[BEGIN]
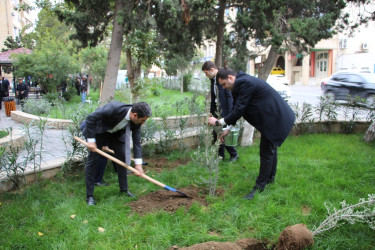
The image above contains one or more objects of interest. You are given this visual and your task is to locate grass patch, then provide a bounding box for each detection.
[0,130,9,139]
[42,89,205,119]
[0,134,375,249]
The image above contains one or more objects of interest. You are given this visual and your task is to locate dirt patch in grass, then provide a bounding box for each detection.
[169,238,275,250]
[144,157,191,173]
[128,186,207,215]
[132,157,314,250]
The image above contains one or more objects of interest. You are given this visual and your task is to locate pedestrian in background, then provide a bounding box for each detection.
[81,76,87,103]
[16,77,29,106]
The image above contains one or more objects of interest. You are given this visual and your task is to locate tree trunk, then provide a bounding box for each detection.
[126,41,141,103]
[363,121,375,142]
[100,0,125,105]
[215,0,226,68]
[180,68,184,94]
[258,45,279,81]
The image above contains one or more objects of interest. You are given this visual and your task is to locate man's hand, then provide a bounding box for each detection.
[END]
* **Work instructions**: Rewrite all the entries above as a numbered list with one line per item, leaving out blank lines and the pictures.

* **Output**:
1. The image above contains one or more objects of interest. You are given this visual and your task is to locate grass patch, then provide a bounding box for each detection.
2. [0,130,9,139]
3. [42,89,205,119]
4. [0,134,375,249]
5. The image above contains one or more objects of interest. You are given this visual and your task is to locate dirt patch in grass, then provide a bounding box for each detection.
6. [169,238,275,250]
7. [144,157,191,173]
8. [128,186,207,215]
9. [132,157,314,250]
10. The image above contains one or more objects of interest. You are given this visual and your task is to locate pedestrian in background, then provide a bounding box for each detection.
11. [81,76,87,103]
12. [16,77,29,106]
13. The image above contains one or more objects of interest. You are given this visual and your task is to locate tree trunk, then provide a bounding box for each detection.
14. [126,41,141,103]
15. [363,121,375,142]
16. [100,0,125,105]
17. [215,0,226,68]
18. [180,68,184,94]
19. [258,45,279,81]
20. The image above contains one or more objects of interest. You are given this visual and your task is to locate man's hand, then provide a bounding box for each detection.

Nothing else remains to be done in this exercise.